Position identification records
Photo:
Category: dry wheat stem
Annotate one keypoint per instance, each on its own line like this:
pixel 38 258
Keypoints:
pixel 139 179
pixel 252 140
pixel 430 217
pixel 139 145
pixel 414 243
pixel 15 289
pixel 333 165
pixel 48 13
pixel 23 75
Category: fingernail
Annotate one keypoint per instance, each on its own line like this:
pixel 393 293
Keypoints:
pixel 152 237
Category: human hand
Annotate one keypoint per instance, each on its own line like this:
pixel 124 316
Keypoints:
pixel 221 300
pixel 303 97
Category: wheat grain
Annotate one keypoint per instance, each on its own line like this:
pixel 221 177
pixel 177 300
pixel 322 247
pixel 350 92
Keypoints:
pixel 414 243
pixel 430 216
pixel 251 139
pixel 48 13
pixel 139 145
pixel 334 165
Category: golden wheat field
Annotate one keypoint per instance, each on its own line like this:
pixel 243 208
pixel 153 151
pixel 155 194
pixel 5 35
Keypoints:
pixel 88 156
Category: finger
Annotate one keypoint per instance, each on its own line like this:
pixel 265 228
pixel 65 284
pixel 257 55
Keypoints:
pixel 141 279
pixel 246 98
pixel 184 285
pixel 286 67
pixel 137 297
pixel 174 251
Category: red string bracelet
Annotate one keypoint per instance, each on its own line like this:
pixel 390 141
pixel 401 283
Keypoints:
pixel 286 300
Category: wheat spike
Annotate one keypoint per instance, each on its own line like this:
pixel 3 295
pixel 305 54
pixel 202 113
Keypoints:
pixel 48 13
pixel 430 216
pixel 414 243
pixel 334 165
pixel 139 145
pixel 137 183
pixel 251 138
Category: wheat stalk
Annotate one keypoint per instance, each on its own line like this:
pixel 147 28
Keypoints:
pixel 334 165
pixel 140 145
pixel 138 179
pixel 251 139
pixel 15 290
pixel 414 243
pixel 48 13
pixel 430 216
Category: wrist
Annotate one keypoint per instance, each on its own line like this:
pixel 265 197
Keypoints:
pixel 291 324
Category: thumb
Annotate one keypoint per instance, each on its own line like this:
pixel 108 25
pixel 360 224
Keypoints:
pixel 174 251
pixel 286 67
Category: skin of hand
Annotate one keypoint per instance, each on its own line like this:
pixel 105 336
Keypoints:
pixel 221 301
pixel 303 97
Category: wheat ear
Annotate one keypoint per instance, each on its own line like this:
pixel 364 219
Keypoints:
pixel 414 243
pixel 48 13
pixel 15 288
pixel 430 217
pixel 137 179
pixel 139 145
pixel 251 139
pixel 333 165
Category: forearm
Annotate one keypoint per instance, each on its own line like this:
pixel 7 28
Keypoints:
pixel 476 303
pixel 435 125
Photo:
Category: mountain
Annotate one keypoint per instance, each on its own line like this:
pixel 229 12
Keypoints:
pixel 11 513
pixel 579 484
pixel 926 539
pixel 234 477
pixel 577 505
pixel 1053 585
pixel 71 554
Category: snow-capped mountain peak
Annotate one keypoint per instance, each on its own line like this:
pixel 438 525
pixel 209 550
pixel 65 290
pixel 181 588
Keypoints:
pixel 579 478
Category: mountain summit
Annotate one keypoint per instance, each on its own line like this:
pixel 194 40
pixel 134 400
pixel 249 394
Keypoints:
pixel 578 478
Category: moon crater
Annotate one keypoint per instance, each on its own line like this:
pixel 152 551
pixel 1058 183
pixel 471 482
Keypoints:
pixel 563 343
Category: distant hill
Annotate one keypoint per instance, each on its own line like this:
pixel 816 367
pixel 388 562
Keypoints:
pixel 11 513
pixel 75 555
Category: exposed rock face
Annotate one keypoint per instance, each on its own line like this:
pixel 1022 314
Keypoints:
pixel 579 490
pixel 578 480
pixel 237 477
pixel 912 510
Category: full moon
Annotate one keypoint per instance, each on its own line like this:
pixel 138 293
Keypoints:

Written problem: Could you reproduce every one of the entries above, line for line and unchanged?

Response to this exercise:
Photo:
Category: dry wheat stem
Annotate one keypoint per instance, each on its own line like this:
pixel 38 258
Keypoints:
pixel 139 179
pixel 252 140
pixel 430 217
pixel 139 145
pixel 414 243
pixel 15 289
pixel 333 165
pixel 48 13
pixel 23 75
Category: fingernail
Annotate one keypoint per instance, each on its own line like this:
pixel 393 293
Keypoints:
pixel 152 237
Category: human hand
Annotate one keypoint per instance, each on its own line like this:
pixel 124 316
Keypoints:
pixel 221 300
pixel 303 97
Category: wheat grain
Annotate one keypoint per instance, each on its own line like this:
pixel 221 177
pixel 177 300
pixel 322 247
pixel 350 92
Keypoints:
pixel 414 243
pixel 430 216
pixel 251 139
pixel 48 13
pixel 139 145
pixel 334 165
Category: golden wheat field
Annotate one keypoint per instance, each on its own line like this:
pixel 243 208
pixel 153 151
pixel 155 194
pixel 5 35
Keypoints:
pixel 88 156
Category: finger
Annotate one keypoint per instance, each on its own line like this:
pixel 265 228
pixel 65 284
pixel 257 55
Keypoints:
pixel 141 279
pixel 246 98
pixel 184 285
pixel 286 67
pixel 137 297
pixel 174 251
Category: red string bracelet
Annotate one keypoint per instance, each on its own line like this:
pixel 390 141
pixel 401 283
Keypoints:
pixel 286 300
Category: wheat spike
Annotate one keypoint per instance, each on its own line like this:
pixel 3 295
pixel 305 54
pixel 202 113
Keypoints:
pixel 48 13
pixel 430 216
pixel 414 243
pixel 334 165
pixel 139 145
pixel 137 183
pixel 251 138
Category: wheat stalk
Annotate one keypoint per instance, each on its own line like this:
pixel 147 28
Keypoints:
pixel 334 165
pixel 140 145
pixel 138 179
pixel 251 139
pixel 15 290
pixel 414 243
pixel 48 13
pixel 430 216
Category: wrist
Annotate one keypoint per instance, each on its own line like this:
pixel 265 197
Keypoints:
pixel 291 324
Category: thumb
Annotate one keypoint per instance, each on its own line like this:
pixel 108 25
pixel 360 224
Keypoints:
pixel 174 251
pixel 286 67
Category: skin of hand
Annotate one keypoint per instance, each on its own line like this:
pixel 105 336
Keypoints:
pixel 221 301
pixel 303 97
Category: wheat ear
Annotate one keypoint per instance, each on its own line like this:
pixel 364 219
Keypoints:
pixel 414 243
pixel 48 13
pixel 15 288
pixel 430 217
pixel 137 179
pixel 139 145
pixel 251 139
pixel 333 165
Category: forearm
Annotate one keypoint per instance, each on its own line like this:
pixel 7 28
Keypoints:
pixel 476 303
pixel 435 125
Photo:
Category: mountain
Annotate one keypoint per instance, each on its own line like this:
pixel 229 12
Keypoints:
pixel 11 513
pixel 579 484
pixel 926 539
pixel 234 477
pixel 577 505
pixel 1053 585
pixel 71 554
Category: snow-capped mountain peak
Annotate one keypoint per instance, each on its own line like this:
pixel 438 525
pixel 209 550
pixel 65 290
pixel 181 588
Keypoints:
pixel 579 478
Category: mountain summit
Annotate one keypoint per instance, each on its own line like this:
pixel 194 40
pixel 134 400
pixel 249 394
Keypoints:
pixel 578 478
Category: moon crater
Annotate one keypoint per instance, each on its own line like this:
pixel 152 551
pixel 1058 183
pixel 471 482
Keypoints:
pixel 563 343
Category: distant hill
Annotate one keypoint per instance, each on its own line like this:
pixel 816 367
pixel 388 562
Keypoints:
pixel 11 513
pixel 75 555
Category: exposed rock face
Annotate one keypoint per instance, each on its own line like this:
pixel 1022 314
Keypoints:
pixel 579 490
pixel 578 480
pixel 237 477
pixel 912 510
Category: full moon
Annotate one keypoint per instance, each on its own line like this:
pixel 138 293
Keypoints:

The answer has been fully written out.